*Source excerpt*.
Multistage cyclone heat exchangers are used for example as preheaters in cement calcining installations. In an effort to reduce the overall height of multistage cylone preheaters of the type in question, attempts have been made to further reduce the overall volume of the cyclones. However, this has given rise to serious separation problems in view of the high dust content of the gases in heat exchangers of this type.
In order to achieve an acceptable degree of separation, the externally situated inlet spiral should extend over a peripheral angle of at least 180°. However, this necessitates a considerable overall volume and weight of the cyclone. Added to this is the fact that, where several cyclone stages are arranged one behind the other, the gas flow undergoes a substantially right-angled deflection before entering the cyclone which leads to separation of the dust in the gas and results in a particularly heavy accumulation of dust in the uppermost part of the inlet spiral.
Now, if a cyclone of the type in question is made very small and if only a very short dip pipe, if any, is installed on account of the high working temperatures, practical experience has shown that hardly any separation-assisting vortex is developed in the cyclone. Instead, the vortex breaks up after only about half a revolution and the gas flows through the outlet opening to the next cyclone stage. In the lower two thirds of the overall height of the cyclone, there is no significant separation of dust through vortex formation.
The object of the present invention is to obviate the disadvantages mentioned above by constructing a cyclone of the type described in such a way that the overall volume and weight are considerably reduced for substantially the same pressure loss and degree of separation.

*Written tasks*.
- 1) Answer these questions using the cyclone text, one answer per line, marked like the questions.
(a) Over what peripheral angle should the inlet spiral extend to achieve an acceptable degree of separation?
(b) After about how much of a revolution does the vortex break up in a very small cyclone?
(c) In what portion of the cyclone's overall height is there no significant separation of dust through vortex formation?
- 2) In the cyclone text, the paragraph beginning "The object of the present invention" names quantities to reduce considerably or to keep substantially the same. List all of them, noting which of the two applies to each.

*Material*.
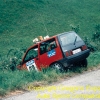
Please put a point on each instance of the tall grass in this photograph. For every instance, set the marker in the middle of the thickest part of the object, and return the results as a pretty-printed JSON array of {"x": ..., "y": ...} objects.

*Solutions to the exercise*.
- 1)
(a) At least 180°.
(b) About half a revolution.
(c) The lower two thirds.

- 2)
Overall volume: considerably reduced
Weight: considerably reduced
Pressure loss: substantially the same
Degree of separation: substantially the same